══ Provided information ══
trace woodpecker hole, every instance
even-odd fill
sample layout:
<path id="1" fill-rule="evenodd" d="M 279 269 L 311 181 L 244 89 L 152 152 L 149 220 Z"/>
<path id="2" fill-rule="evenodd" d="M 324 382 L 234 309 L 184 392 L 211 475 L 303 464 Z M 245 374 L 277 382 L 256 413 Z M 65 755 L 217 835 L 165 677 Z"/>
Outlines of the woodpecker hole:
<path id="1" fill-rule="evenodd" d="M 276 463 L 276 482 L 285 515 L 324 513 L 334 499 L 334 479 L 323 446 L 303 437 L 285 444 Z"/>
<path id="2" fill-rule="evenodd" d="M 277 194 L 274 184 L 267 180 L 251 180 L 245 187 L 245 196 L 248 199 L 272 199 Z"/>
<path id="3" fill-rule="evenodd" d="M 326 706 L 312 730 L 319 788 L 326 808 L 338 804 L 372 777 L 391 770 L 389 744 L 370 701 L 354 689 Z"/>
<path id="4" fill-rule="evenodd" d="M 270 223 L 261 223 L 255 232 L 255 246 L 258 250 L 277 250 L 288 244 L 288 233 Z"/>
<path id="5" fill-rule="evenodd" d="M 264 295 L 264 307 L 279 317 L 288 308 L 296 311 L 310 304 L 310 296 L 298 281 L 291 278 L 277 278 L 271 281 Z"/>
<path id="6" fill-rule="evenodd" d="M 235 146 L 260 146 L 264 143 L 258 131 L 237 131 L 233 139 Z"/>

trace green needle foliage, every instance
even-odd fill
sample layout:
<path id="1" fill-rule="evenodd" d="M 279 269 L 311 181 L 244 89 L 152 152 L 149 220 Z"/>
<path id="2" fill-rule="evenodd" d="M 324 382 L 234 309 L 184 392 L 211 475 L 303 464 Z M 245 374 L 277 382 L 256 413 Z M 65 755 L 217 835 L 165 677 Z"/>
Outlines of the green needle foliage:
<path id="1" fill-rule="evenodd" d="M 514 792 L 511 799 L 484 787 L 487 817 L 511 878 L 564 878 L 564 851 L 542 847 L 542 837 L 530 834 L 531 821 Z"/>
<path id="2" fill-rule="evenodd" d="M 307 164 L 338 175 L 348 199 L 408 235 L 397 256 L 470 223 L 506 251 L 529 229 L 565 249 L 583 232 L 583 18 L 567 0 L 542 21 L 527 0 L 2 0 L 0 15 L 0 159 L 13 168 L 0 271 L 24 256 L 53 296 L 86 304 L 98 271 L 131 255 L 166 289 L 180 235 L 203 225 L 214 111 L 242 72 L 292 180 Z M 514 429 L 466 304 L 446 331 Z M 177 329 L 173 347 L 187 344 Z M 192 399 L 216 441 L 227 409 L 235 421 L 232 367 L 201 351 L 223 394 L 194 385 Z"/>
═══
Repeat all of the items above word for word, without changing anything.

Solution for this exercise:
trace woodpecker hole, every instance
even-odd fill
sample layout:
<path id="1" fill-rule="evenodd" d="M 279 269 L 311 181 L 244 89 L 152 152 L 149 220 Z"/>
<path id="2" fill-rule="evenodd" d="M 324 382 L 234 309 L 184 392 L 211 475 L 303 464 Z M 245 374 L 277 382 L 256 413 Z M 65 755 L 217 835 L 165 677 Z"/>
Outlines of the woodpecker hole:
<path id="1" fill-rule="evenodd" d="M 276 463 L 276 482 L 285 515 L 324 513 L 334 499 L 334 479 L 323 446 L 303 437 L 285 444 Z"/>
<path id="2" fill-rule="evenodd" d="M 277 194 L 274 184 L 267 180 L 251 180 L 245 187 L 245 196 L 248 199 L 272 199 Z"/>
<path id="3" fill-rule="evenodd" d="M 326 706 L 312 730 L 319 788 L 326 808 L 338 804 L 372 777 L 391 770 L 389 744 L 370 701 L 354 689 Z"/>
<path id="4" fill-rule="evenodd" d="M 270 223 L 261 223 L 255 232 L 255 246 L 258 250 L 277 250 L 288 244 L 288 233 Z"/>
<path id="5" fill-rule="evenodd" d="M 264 295 L 264 307 L 279 317 L 288 308 L 296 311 L 310 304 L 310 296 L 298 281 L 291 278 L 277 278 L 271 281 Z"/>
<path id="6" fill-rule="evenodd" d="M 235 146 L 260 146 L 264 143 L 258 131 L 237 131 L 233 139 Z"/>

trace green needle foliage, every instance
even-odd fill
sample layout:
<path id="1" fill-rule="evenodd" d="M 279 269 L 311 181 L 244 89 L 152 152 L 149 220 Z"/>
<path id="2" fill-rule="evenodd" d="M 324 382 L 234 309 L 184 392 L 211 475 L 303 464 Z M 245 374 L 277 382 L 256 413 Z M 65 755 L 217 835 L 165 677 Z"/>
Outlines of the green needle foliage:
<path id="1" fill-rule="evenodd" d="M 514 792 L 511 799 L 484 787 L 487 817 L 511 878 L 564 878 L 564 851 L 542 847 L 542 837 L 530 834 L 531 821 Z"/>
<path id="2" fill-rule="evenodd" d="M 307 164 L 338 175 L 348 199 L 408 235 L 397 256 L 470 223 L 506 251 L 529 229 L 565 249 L 583 232 L 583 18 L 567 0 L 542 21 L 527 0 L 2 0 L 0 15 L 0 159 L 13 168 L 0 271 L 24 256 L 53 296 L 86 304 L 98 271 L 131 255 L 166 289 L 180 235 L 203 225 L 214 111 L 242 72 L 292 180 Z M 514 429 L 466 304 L 446 331 Z M 177 329 L 173 347 L 187 344 Z M 192 399 L 216 441 L 227 409 L 235 421 L 232 367 L 201 351 L 223 394 L 194 385 Z"/>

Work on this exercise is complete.